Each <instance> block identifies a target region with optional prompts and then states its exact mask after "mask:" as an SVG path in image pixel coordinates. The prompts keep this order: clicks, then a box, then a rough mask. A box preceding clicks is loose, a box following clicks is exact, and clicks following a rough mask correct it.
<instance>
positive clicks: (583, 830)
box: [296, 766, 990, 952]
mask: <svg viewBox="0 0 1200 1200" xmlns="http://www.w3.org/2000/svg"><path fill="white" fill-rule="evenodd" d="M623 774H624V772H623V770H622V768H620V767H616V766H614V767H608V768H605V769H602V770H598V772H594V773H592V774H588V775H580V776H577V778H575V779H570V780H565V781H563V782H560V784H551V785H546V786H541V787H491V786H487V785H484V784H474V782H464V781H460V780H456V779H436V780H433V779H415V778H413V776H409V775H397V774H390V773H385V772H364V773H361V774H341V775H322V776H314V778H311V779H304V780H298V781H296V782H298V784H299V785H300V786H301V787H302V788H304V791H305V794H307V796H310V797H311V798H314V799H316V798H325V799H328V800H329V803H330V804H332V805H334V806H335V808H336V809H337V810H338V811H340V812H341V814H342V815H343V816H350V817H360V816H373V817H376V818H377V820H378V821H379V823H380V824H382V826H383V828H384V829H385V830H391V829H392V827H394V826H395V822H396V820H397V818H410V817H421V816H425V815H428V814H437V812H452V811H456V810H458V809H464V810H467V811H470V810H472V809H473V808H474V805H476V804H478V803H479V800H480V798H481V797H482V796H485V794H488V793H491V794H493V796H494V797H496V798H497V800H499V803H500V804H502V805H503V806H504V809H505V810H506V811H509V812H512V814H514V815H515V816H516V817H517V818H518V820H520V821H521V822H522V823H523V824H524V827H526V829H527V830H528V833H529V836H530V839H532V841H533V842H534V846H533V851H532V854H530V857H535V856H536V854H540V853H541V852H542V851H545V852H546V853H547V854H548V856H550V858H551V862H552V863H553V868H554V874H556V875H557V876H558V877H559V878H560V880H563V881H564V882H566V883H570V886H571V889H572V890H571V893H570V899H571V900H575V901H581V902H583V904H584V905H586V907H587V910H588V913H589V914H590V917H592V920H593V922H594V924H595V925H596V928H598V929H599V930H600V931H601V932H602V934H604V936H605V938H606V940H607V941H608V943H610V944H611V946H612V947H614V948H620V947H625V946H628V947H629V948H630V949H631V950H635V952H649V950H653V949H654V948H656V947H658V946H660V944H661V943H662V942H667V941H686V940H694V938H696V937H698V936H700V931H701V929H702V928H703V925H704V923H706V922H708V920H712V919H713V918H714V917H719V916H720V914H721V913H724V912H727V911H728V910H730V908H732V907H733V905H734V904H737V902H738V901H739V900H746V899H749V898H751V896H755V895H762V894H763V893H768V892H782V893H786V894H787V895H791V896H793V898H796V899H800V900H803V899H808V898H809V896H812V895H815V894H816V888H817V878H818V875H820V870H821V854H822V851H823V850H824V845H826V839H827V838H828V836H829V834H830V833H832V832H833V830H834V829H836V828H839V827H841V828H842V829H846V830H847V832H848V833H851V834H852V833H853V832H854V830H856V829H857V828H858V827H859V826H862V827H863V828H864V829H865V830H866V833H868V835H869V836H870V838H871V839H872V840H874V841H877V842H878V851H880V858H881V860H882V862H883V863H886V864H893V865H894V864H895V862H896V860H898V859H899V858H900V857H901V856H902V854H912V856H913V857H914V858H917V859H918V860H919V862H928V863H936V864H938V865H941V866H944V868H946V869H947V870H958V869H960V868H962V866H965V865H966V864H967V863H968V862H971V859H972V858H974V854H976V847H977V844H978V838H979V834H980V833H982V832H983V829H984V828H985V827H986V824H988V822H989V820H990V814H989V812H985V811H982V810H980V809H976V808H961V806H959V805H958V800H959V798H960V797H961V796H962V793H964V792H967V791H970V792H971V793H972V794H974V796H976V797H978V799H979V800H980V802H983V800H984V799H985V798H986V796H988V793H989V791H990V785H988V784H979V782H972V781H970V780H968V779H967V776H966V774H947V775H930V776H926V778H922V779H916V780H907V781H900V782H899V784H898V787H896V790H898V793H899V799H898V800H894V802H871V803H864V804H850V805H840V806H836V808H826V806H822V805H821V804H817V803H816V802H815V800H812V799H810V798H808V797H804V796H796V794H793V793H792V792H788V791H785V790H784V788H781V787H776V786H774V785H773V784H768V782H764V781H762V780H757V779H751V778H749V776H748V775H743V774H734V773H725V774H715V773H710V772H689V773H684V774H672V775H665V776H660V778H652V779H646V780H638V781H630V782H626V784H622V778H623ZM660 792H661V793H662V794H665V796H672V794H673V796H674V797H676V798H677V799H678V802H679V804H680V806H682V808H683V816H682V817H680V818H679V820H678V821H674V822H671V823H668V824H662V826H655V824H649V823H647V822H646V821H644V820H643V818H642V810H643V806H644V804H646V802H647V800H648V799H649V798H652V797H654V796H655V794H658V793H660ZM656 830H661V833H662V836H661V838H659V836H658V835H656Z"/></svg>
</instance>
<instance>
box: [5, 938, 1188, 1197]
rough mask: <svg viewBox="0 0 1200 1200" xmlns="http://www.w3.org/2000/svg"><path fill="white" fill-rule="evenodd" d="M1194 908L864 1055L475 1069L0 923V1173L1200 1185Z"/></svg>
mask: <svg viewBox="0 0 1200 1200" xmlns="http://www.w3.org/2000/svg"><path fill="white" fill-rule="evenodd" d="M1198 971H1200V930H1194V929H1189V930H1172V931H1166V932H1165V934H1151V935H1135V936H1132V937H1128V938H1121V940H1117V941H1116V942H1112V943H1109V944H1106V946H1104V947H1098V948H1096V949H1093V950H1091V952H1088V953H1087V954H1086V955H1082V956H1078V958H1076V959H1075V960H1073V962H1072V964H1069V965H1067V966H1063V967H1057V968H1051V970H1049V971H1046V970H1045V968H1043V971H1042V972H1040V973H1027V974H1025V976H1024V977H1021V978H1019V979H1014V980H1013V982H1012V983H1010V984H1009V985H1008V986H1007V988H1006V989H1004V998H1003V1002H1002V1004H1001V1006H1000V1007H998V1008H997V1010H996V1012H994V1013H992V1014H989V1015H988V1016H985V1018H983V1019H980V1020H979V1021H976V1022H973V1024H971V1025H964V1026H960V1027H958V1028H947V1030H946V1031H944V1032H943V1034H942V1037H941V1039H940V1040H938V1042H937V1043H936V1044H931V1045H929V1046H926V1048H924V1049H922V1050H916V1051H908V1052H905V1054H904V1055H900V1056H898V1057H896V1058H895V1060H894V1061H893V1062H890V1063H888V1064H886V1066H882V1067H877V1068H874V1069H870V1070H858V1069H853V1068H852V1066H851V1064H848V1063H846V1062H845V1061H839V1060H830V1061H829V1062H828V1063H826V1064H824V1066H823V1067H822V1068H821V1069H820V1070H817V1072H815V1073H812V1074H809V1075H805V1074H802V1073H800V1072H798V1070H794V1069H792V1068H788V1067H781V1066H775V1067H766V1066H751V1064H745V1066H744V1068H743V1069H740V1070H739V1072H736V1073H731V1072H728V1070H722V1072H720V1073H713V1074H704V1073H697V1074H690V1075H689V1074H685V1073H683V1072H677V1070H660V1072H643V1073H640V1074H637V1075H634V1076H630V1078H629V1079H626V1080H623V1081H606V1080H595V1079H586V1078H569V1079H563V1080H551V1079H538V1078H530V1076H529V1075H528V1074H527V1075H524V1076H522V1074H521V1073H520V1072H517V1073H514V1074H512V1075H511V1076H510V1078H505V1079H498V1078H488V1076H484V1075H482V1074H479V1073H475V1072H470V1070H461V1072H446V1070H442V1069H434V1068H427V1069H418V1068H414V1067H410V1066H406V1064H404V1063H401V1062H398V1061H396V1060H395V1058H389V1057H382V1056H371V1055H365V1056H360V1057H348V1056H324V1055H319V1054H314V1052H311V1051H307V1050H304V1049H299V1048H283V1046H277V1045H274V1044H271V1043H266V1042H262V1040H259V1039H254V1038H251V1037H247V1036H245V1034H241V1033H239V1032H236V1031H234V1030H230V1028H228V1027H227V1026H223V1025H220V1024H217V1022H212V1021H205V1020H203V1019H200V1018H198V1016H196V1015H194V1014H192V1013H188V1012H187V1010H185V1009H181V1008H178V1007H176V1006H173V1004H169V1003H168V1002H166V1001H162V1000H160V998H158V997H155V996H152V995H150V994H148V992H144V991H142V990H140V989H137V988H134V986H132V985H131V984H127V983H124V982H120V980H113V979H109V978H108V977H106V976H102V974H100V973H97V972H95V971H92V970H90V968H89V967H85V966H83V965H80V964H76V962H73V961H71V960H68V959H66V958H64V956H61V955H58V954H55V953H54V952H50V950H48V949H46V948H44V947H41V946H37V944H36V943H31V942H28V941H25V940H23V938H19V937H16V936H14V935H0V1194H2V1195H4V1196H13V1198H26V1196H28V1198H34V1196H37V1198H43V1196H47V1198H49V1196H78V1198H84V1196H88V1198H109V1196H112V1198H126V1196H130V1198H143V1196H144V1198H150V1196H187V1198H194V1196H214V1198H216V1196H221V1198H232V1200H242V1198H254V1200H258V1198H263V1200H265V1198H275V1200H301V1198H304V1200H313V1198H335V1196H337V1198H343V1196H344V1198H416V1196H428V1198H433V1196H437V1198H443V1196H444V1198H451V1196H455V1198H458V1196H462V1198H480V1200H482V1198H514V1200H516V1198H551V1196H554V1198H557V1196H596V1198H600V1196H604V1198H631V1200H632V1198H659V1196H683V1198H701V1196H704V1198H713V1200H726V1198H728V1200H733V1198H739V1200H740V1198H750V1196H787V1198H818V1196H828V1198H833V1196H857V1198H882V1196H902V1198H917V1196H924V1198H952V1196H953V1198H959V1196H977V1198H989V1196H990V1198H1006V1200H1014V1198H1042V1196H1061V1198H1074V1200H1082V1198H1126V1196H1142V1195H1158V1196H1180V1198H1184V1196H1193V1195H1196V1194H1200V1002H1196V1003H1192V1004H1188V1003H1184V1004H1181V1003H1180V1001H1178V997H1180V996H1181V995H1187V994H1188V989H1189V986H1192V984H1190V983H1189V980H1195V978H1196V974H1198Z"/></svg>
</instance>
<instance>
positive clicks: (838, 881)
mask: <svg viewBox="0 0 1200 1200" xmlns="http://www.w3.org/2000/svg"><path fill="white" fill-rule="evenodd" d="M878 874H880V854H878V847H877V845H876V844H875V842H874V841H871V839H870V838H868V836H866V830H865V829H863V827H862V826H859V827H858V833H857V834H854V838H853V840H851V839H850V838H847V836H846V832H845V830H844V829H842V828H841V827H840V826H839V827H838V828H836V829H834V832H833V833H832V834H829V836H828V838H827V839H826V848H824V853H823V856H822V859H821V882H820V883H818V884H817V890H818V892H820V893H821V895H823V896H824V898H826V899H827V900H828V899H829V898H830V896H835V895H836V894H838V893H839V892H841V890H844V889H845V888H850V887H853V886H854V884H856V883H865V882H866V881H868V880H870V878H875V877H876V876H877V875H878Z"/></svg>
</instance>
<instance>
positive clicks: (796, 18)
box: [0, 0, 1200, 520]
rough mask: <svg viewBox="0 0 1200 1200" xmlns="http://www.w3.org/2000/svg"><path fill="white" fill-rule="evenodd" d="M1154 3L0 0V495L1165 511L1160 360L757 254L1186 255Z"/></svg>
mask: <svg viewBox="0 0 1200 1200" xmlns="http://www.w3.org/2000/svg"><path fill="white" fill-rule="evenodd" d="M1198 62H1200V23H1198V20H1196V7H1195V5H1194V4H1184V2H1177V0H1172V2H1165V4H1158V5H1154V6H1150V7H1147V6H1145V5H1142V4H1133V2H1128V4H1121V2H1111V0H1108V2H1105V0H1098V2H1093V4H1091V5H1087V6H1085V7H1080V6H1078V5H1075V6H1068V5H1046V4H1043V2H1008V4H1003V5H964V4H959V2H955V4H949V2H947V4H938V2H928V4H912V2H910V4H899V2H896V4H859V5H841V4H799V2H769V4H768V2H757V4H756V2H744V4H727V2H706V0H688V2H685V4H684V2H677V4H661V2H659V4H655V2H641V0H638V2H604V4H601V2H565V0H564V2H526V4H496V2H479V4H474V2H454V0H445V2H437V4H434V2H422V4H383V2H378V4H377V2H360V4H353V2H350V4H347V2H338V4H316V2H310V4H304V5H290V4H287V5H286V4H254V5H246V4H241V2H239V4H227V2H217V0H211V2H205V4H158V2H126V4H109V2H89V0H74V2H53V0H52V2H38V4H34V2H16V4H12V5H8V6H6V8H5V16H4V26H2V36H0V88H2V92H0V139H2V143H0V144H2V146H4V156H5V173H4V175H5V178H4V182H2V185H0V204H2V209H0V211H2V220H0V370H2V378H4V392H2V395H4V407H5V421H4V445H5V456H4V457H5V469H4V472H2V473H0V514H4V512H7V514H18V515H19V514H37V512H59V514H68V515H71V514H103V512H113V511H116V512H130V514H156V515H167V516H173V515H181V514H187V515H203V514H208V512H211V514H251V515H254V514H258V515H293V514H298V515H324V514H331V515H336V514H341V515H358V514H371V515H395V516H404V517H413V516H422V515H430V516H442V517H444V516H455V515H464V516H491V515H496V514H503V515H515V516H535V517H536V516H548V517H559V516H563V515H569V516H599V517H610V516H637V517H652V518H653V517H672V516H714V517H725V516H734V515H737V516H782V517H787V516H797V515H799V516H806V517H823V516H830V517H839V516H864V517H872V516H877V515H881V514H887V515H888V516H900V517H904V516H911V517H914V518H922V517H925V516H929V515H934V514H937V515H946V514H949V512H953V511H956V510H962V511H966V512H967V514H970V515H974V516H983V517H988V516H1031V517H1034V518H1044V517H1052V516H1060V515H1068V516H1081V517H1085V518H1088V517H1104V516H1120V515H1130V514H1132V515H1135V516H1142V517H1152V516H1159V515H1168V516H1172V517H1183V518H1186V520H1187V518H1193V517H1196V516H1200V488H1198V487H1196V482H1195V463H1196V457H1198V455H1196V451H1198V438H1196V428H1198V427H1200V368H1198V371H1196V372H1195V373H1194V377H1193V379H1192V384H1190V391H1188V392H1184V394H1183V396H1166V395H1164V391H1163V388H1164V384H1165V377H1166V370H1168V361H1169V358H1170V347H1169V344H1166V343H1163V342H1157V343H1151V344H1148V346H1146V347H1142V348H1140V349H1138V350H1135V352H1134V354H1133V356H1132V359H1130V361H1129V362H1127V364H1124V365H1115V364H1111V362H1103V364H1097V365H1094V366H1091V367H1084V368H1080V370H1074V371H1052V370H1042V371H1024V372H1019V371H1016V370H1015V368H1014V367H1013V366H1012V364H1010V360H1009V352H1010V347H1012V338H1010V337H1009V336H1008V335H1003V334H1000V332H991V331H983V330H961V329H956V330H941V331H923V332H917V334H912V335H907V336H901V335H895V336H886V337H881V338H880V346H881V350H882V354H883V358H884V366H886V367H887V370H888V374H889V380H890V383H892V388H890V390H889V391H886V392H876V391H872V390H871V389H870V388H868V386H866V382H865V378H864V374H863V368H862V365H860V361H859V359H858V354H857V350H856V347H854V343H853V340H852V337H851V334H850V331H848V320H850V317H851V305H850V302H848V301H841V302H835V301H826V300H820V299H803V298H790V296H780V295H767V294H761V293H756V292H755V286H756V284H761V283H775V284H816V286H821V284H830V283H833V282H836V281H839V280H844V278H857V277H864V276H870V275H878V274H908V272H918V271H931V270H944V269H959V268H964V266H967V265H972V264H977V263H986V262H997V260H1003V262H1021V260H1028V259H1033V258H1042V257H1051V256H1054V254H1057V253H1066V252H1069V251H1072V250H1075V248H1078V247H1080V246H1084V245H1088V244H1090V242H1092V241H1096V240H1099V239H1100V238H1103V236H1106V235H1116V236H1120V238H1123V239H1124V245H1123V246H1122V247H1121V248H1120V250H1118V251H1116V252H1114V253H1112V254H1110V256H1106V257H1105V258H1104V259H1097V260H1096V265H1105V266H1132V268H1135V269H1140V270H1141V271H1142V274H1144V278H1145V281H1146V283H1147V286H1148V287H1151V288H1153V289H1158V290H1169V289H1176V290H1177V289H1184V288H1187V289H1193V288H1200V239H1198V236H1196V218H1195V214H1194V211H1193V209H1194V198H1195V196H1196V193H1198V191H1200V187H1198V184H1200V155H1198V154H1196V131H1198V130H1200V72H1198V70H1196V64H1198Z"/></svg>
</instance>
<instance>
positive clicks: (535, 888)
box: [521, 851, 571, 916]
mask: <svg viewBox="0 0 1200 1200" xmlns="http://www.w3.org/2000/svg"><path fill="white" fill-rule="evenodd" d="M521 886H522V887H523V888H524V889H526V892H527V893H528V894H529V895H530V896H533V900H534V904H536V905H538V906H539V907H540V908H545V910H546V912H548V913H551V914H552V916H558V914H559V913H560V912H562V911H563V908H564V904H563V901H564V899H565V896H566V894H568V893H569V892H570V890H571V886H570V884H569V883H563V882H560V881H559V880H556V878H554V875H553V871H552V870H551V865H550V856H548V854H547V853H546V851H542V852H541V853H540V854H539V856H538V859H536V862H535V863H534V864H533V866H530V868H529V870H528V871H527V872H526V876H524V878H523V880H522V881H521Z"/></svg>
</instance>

☆ ☆ ☆ ☆ ☆ ☆ ☆

_ASSIGNMENT_.
Reproduce, line for line, the material, starting at its first line, and end once the line holding "positive clicks: (583, 830)" has been output.

_EXERCISE ANSWER_.
Each <instance> block identifies a target region with optional prompts and then states its exact mask after "mask:" as an SVG path in image pixel coordinates. The prompts keep this order: clicks, then a box, then a rough mask. A box preceding clicks is loose, a box following clicks is exact, and clicks following a rough mask correct it.
<instance>
positive clicks: (583, 830)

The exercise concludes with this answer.